[[ Record set open ]]
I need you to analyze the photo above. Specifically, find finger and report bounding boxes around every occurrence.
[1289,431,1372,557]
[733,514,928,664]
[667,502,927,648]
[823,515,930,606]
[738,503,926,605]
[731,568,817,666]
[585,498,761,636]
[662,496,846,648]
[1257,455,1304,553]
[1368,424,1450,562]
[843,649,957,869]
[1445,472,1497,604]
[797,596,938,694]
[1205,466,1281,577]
[[ Record set closed ]]
**Task description**
All the entries above should come back exactly as they are written.

**Answer space**
I need you to analyze the photo above. Specifically, find finger and report bounding boxes around every occurrence.
[1289,431,1372,557]
[733,514,928,664]
[667,502,927,648]
[823,515,930,606]
[738,503,926,605]
[731,568,817,666]
[585,498,761,636]
[662,496,846,648]
[1257,455,1304,553]
[1368,424,1450,562]
[843,649,957,869]
[1445,472,1497,604]
[797,596,938,694]
[1205,466,1281,577]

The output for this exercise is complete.